START Source information

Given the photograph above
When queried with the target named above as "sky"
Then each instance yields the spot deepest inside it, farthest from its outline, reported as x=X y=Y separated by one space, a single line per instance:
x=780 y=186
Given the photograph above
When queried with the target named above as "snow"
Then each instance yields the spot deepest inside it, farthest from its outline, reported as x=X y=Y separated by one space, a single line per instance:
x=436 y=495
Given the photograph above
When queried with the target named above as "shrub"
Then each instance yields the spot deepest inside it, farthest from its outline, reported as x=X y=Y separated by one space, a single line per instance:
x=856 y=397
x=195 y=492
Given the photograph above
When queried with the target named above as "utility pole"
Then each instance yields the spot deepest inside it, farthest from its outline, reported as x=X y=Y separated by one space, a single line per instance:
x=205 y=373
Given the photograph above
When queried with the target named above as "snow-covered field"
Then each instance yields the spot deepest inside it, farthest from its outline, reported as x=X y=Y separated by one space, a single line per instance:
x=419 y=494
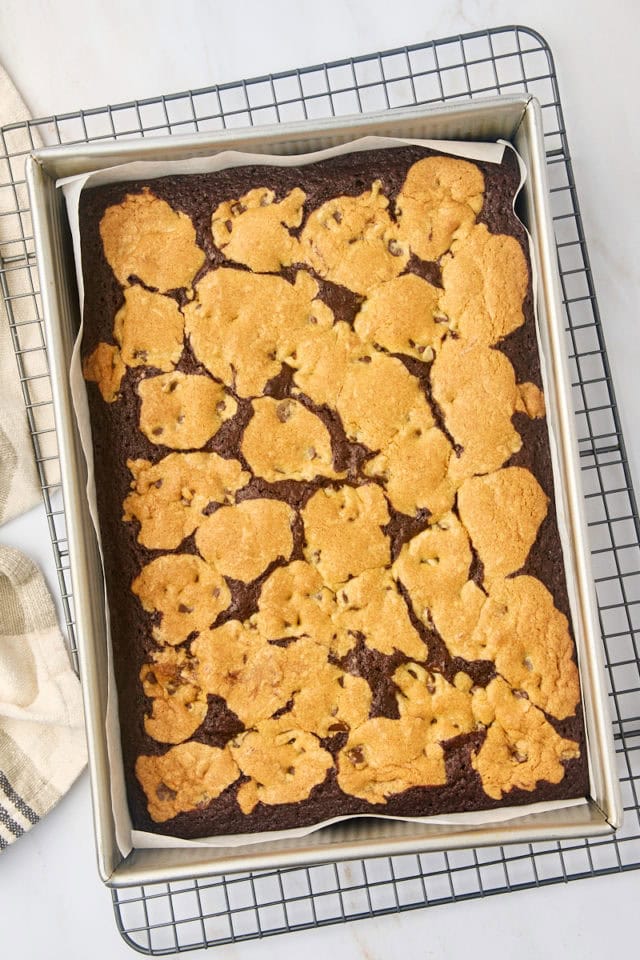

END Source information

- [What you have to do]: Copy each line of the data that contains the word "When".

- [Output below]:
When queried with the target named above as "sky"
When queried with the target named above as "snow"
When queried with the target named above as "shrub"
When queried with the target named above as "utility pole"
When queried with the target named above as "snow-covered field"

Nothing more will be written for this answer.